▶ **Task prompt**: Copy the records below word for word, leaving out the pictures.

▶ **Data for the task**:
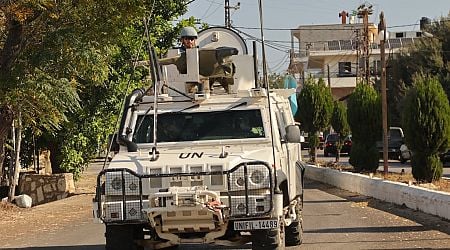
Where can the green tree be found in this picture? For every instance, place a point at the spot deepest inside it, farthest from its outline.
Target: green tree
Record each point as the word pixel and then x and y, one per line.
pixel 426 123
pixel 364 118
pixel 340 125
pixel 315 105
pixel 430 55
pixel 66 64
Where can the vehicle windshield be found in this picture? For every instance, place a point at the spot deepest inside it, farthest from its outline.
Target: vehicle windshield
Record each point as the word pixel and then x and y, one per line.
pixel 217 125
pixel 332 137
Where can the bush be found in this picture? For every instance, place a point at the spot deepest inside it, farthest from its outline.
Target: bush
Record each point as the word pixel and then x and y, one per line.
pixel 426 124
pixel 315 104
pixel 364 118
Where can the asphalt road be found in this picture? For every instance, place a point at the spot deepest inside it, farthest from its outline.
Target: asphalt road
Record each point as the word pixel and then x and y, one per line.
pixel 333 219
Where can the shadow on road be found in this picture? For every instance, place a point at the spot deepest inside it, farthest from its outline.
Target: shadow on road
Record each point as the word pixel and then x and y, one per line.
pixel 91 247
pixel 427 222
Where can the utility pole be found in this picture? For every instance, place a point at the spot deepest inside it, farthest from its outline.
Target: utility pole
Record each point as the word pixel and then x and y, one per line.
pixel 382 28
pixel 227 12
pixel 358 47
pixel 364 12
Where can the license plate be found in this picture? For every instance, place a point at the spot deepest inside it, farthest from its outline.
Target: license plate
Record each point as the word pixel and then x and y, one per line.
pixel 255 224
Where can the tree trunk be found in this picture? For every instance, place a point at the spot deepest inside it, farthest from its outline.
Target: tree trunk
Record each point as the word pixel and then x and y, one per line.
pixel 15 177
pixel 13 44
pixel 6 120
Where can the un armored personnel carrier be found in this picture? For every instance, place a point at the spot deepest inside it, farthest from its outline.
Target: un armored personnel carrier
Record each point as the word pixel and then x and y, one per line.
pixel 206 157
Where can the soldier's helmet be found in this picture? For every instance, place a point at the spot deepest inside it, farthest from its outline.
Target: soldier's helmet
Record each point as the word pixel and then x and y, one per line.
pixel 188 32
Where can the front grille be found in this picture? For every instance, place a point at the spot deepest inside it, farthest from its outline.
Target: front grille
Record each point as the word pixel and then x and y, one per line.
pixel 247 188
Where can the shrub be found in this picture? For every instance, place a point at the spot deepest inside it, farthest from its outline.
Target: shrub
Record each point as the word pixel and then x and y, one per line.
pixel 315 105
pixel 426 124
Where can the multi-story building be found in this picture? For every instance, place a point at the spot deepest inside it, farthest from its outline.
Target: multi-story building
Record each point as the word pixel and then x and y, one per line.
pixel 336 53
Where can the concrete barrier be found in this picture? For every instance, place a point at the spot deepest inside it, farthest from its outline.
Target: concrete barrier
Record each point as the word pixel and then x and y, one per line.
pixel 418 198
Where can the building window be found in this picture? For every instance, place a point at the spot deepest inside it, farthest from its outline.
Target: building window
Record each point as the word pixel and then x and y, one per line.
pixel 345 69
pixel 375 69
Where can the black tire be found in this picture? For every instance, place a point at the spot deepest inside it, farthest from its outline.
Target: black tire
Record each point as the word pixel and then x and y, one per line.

▶ **Solution for this exercise**:
Where can the green tree be found in this picture? For every instance, place a point at the spot deepest inside it, farthest from its outline.
Target: green tree
Record each point as the word pixel and then x and y, one per line.
pixel 426 123
pixel 364 118
pixel 340 125
pixel 315 105
pixel 430 55
pixel 66 64
Where can the vehicle windshield be found in this picture? For every instance, place a point at the spot deepest inside it, farthest from its outline.
Target: vehicle windshield
Record each point as the word pixel and then x and y, one per line.
pixel 217 125
pixel 332 137
Where can the bush be found in this picture? For every instance, place a point at the spot deepest inside it, farthest from its outline.
Target: bush
Record each point as the word pixel and then x and y, one per line.
pixel 426 124
pixel 315 104
pixel 364 118
Where can the asphalt road be found in this picture? For every instance, place a point at the spot deepest inside it, farthest from its outline.
Target: asphalt road
Record each point as the word pixel and then x and y, one per line.
pixel 333 219
Where can the shadow on road be found in this picture? For every instance, place a point at the spot deepest inside it, farthest from its outline.
Target: shadow on road
Record each point as the word pixel and then x and y, one per line.
pixel 91 247
pixel 427 222
Where can the utility pole be found in this picture? For every instance, place a point at the spot deepest inside it, farthest from its outline.
Target: utility pole
Record each point as the word pixel and then x and y, one per line.
pixel 382 28
pixel 227 12
pixel 358 47
pixel 364 12
Where can the license plate be found in this picture? For every instance, place a point at the spot deepest inside it, farthest from its outline.
Target: license plate
Record each point as the word pixel and then x and y, one per line.
pixel 255 224
Where can the tree trunk be found in this picture? For every instance, place a point at the spot deepest inside it, farthest from its outline.
Target: tree trunk
Record each point as the word pixel and then x and y, one per line.
pixel 15 177
pixel 13 44
pixel 6 120
Where can the un armored personnel carrier be found in this picture? For every instance, place a point at the spot deepest inside it, farthest from its outline.
Target: un armored personnel carrier
Record each point as the word pixel and then x and y, one per line.
pixel 206 157
Where can the soldier's helmet be found in this picture? For every instance, place a point at the spot deepest inside it, farthest from its outline.
Target: soldier's helmet
Record each point as the word pixel and then x and y, one per line.
pixel 188 32
Where can the front grille be found in this picture? For every instance, place a point at the spot deepest inside it, farthest from its outline.
Target: front grille
Record each point as the word pixel and then x and y, one per line.
pixel 247 188
Where can the shrub be found in this picture? For every instance, place a point at the spot deepest inside it, farthest from its outline.
Target: shrub
Record each point as the word pixel and then x and y, one per line.
pixel 315 105
pixel 426 124
Where can the multi-story building be found in this picture? For every instance, place a point at the spot deepest inside it, farthest from its outline.
Target: multi-story building
Record each point as the word pixel and then x and y, one per line.
pixel 336 53
Where can the concrete barrier be found in this picture? For every instance, place a point at the spot deepest inside it, farthest from its outline.
Target: concrete barrier
Record each point as the word pixel and then x and y, one per line.
pixel 418 198
Where can the building window be found in this picture? For every instance, place a point at the spot deepest inside it, farthest from its outline.
Target: building window
Record each point as the word pixel and then x and y, one per line.
pixel 345 69
pixel 375 69
Where can the black tire be found in this picture? For every instance, place a point at the spot deepest inside it, farthest from its outline.
Target: black tire
Record each point as the word pixel and then x and y, one per line.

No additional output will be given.